>>>>>

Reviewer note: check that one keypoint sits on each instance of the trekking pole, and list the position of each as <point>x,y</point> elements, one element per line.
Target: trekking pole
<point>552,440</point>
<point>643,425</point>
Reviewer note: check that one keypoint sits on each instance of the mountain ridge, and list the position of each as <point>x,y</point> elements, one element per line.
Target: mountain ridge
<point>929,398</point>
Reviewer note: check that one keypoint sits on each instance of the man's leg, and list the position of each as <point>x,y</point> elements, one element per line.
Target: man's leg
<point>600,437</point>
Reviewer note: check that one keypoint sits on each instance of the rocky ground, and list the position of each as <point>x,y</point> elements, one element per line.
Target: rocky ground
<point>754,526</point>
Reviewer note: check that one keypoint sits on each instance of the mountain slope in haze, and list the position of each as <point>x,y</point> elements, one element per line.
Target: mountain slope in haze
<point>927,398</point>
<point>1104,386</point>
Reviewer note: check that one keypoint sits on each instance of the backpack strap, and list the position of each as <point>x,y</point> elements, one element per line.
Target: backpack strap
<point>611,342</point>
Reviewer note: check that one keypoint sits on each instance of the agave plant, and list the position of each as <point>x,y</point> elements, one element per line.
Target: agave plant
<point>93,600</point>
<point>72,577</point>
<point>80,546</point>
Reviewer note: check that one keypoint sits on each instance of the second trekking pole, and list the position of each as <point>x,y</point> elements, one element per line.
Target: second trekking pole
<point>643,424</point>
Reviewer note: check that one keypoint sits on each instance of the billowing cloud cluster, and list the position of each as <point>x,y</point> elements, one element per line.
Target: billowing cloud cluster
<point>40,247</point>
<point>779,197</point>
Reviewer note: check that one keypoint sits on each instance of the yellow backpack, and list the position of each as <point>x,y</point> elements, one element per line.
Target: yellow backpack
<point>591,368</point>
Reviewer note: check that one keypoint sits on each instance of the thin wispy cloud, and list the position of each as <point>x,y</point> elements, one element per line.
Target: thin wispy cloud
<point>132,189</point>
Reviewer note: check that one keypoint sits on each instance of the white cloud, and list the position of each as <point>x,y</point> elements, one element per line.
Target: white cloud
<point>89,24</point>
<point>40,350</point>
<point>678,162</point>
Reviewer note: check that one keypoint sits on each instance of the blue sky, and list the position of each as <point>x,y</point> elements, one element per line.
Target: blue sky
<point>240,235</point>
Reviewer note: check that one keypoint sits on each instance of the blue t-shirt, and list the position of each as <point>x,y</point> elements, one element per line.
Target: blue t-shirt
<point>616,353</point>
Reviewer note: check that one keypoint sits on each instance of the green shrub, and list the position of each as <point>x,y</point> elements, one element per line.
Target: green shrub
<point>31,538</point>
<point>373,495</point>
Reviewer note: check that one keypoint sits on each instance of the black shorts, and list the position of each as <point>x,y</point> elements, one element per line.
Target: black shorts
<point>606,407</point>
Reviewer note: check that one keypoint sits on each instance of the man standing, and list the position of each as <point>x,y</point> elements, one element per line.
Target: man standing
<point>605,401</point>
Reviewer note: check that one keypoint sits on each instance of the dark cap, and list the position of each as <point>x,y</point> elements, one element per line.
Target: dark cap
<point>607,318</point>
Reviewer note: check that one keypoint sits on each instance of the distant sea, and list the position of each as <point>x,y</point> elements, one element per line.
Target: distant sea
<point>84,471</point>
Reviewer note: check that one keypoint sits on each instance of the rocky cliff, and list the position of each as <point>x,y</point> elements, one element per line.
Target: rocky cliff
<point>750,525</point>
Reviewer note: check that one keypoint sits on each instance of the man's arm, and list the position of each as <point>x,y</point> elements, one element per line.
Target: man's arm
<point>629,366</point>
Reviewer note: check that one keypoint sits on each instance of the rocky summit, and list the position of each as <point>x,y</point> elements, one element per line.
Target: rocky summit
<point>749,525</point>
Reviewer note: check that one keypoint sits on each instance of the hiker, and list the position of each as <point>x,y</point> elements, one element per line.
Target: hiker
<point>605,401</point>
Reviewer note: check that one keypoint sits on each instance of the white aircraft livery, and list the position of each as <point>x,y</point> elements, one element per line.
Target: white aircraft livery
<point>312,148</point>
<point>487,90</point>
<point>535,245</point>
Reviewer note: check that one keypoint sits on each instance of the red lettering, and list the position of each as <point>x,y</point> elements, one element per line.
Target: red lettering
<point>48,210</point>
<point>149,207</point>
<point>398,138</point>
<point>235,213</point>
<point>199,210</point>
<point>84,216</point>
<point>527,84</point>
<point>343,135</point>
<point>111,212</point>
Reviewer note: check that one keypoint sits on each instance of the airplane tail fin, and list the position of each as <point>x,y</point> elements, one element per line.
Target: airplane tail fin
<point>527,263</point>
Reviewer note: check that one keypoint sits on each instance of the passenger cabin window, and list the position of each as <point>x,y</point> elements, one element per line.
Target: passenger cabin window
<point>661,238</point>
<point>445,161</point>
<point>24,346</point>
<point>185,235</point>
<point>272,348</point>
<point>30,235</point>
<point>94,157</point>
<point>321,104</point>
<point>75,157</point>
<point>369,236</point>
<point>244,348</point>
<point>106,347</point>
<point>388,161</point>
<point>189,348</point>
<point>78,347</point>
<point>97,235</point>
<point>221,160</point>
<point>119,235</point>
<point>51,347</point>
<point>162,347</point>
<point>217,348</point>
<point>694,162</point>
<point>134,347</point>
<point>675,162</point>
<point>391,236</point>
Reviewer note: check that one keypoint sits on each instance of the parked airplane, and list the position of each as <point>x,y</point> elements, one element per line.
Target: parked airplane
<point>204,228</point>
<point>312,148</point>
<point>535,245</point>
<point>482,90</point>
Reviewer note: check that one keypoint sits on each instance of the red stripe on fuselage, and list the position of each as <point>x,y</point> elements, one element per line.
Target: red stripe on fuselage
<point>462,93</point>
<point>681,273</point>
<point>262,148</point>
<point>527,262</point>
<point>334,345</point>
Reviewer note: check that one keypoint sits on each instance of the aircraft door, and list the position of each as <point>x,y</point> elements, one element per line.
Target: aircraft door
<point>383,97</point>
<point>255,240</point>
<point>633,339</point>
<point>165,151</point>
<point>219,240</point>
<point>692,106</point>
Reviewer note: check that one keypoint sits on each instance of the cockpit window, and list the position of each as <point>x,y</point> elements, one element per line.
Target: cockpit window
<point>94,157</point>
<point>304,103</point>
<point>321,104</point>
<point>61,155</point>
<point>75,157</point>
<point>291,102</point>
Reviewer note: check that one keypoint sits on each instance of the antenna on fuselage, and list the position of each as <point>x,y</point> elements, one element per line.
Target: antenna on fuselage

<<<<<

### Exercise instructions
Exact repetition of every entry in the data is required.

### Exercise result
Reviewer note: check that one keypoint sits on each instance of the trekking pole, and list the position of each as <point>x,y</point> elements, one element per line.
Target: trekking pole
<point>552,440</point>
<point>643,425</point>
Reviewer note: check that one keypoint sits on each instance of the mountain ridge, and list the position of each as <point>x,y</point> elements, one element per line.
Target: mountain ridge
<point>929,398</point>
Reviewer note: check that one keypoint sits on each instance of the man's leg, and list the position of each as <point>x,y</point> elements, one element per line.
Target: man's leg
<point>600,437</point>
Reviewer note: check that one keypoint sits on each instance of the rocky ground, and list the position of each as <point>x,y</point> elements, one element per line.
Target: rocky ground
<point>754,526</point>
Reviewer note: check that one keypoint sits on each instance of the mountain slope in haze, and list the position of each as <point>x,y</point> elements, one element per line.
Target: mountain slope in haze
<point>927,398</point>
<point>1104,386</point>
Reviewer note: check that one keypoint sits on each instance of the backpack strap, and list the position of each as <point>x,y</point> elements, one element per line.
Target: backpack strap
<point>611,342</point>
Reviewer note: check that one keypoint sits on each instance of the agave plant, and list the position of each as <point>x,y</point> elements, one element per line.
Target: agave plant
<point>93,600</point>
<point>72,577</point>
<point>80,546</point>
Reviewer note: check that one keypoint sits on each instance of the second trekking pole, and list the position of each as <point>x,y</point> elements, one element per line.
Target: second trekking pole
<point>643,424</point>
Reviewer note: check that one keypoint sits on each instance of the billowing cloud cluster, and list the position of each as <point>x,y</point> elements, one element per line.
Target: billowing cloud cluster
<point>40,247</point>
<point>779,197</point>
Reviewer note: check that one keypoint sits on each instance of the yellow backpack, and list the position of each as <point>x,y</point> elements, one element per line.
Target: yellow backpack
<point>591,368</point>
Reviewer note: check that one keypoint sits on each instance of the thin wispy cloud, and list the position of each as <point>x,y</point> elements, one element per line.
Target: thin wispy cloud
<point>132,189</point>
Reviewer note: check that one keypoint sits on each instance of the white cloud, and list the position of each as <point>x,y</point> elements, one element per line.
Target: white cloud
<point>89,24</point>
<point>40,350</point>
<point>678,162</point>
Reviewer note: check that one keypoint sits on each instance of the blue sky, and list the position of each as <point>x,y</point> elements, one element per line.
Target: blue sky
<point>240,235</point>
Reviewer note: check that one keypoint sits on each instance of the blue t-shirt, and list the position of each as <point>x,y</point> elements, one element per line.
Target: blue t-shirt
<point>616,353</point>
Reviewer note: check that one keypoint sits on each instance of the green shrub, and list the position of each as <point>x,y</point> elements, one element per line.
Target: green shrub
<point>31,538</point>
<point>373,495</point>
Reviewer note: check that one keypoint sits on each instance of the black shorts, and list the position of each as <point>x,y</point> elements, one element per line.
Target: black shorts
<point>606,407</point>
Reviewer note: check that one keypoint sits on each instance of the man standing, and list the position of each as <point>x,y</point> elements, one element per line.
Target: man standing
<point>605,401</point>
Reviewer note: check that one keypoint sits on each instance of the dark cap, and list the position of each as <point>x,y</point> elements, one element per line.
Target: dark cap
<point>607,318</point>
Reviewer note: check that one keypoint sits on each instance of the distant sea, and list the position of each as <point>x,y</point> elements, one element per line.
Target: distant sea
<point>84,471</point>
Reviewer note: check that one keypoint sits on each instance of the rocky cliff, and list the position of each as <point>x,y</point> elements, one element per line.
Target: rocky cliff
<point>750,525</point>
Reviewer note: check that one keypoint sits on each instance of the man's arm, and list the position of each as <point>x,y</point> elements, one element per line.
Target: man's arm
<point>629,366</point>
Reviewer note: check that one keypoint sits on each instance of the rocky summit, and list the position of each as <point>x,y</point> elements, one element per line.
Target: rocky summit
<point>749,525</point>
Reviewer note: check that one keypoint sits on each instance of the hiker, and list the position of each as <point>x,y</point> elements, one element per line.
Target: hiker
<point>605,401</point>
Reviewer note: check that one keypoint sits on each instance of the white aircraft livery, and list the position of each as <point>x,y</point> elements, one element per line.
Target: white aircraft livery
<point>312,148</point>
<point>487,90</point>
<point>535,245</point>
Reviewer note: check that one keypoint sits on each instance of the red lettering, and list the position of each as <point>x,y</point> elements, one element per line.
Target: red lettering
<point>48,210</point>
<point>149,207</point>
<point>398,138</point>
<point>235,213</point>
<point>199,210</point>
<point>84,216</point>
<point>527,84</point>
<point>343,135</point>
<point>111,212</point>
Reviewer note: check that one keypoint sits on each instance of the airplane tail fin, and list the position of each as <point>x,y</point> elements, one element per line.
Target: airplane tail fin
<point>527,263</point>
Reviewer note: check that one keypoint sits on each instance of the passenger cabin window, and list the position of each as <point>x,y</point> elements, one element per line.
Target: passenger cabin window
<point>661,238</point>
<point>445,161</point>
<point>24,346</point>
<point>185,235</point>
<point>272,348</point>
<point>30,235</point>
<point>94,157</point>
<point>321,104</point>
<point>75,157</point>
<point>369,236</point>
<point>244,348</point>
<point>106,347</point>
<point>388,161</point>
<point>189,348</point>
<point>78,347</point>
<point>97,235</point>
<point>221,160</point>
<point>119,235</point>
<point>51,347</point>
<point>162,347</point>
<point>217,348</point>
<point>694,162</point>
<point>134,347</point>
<point>675,162</point>
<point>391,236</point>
Reviewer note: check that one keypoint sits on each instance of the parked airplane, and list the position of each as <point>x,y</point> elements, one element per line.
Target: parked airplane
<point>204,228</point>
<point>312,148</point>
<point>535,245</point>
<point>482,90</point>
Reviewer note: check that one keypoint sits on each instance of the red stripe on fuselage, and list the position of each as <point>x,y</point> elements, one element per line.
Target: red stripe on fuselage
<point>462,93</point>
<point>681,273</point>
<point>262,148</point>
<point>527,262</point>
<point>334,345</point>
Reviewer note: check that one keypoint sits on each instance of the aircraft door, and list the position of each as <point>x,y</point> elements, one element per line.
Target: aircraft door
<point>383,97</point>
<point>255,240</point>
<point>633,339</point>
<point>165,151</point>
<point>219,240</point>
<point>692,106</point>
Reviewer note: check that one keypoint sits on each instance of the cockpit window, and list the position of each as <point>x,y</point> elements, one element per line.
Target: cockpit window
<point>94,157</point>
<point>304,103</point>
<point>321,104</point>
<point>61,155</point>
<point>75,157</point>
<point>291,102</point>
Reviewer note: check that one keypoint sits on each instance of the antenna on fuselage, and list the position of each as <point>x,y</point> elements, one element per line.
Target: antenna on fuselage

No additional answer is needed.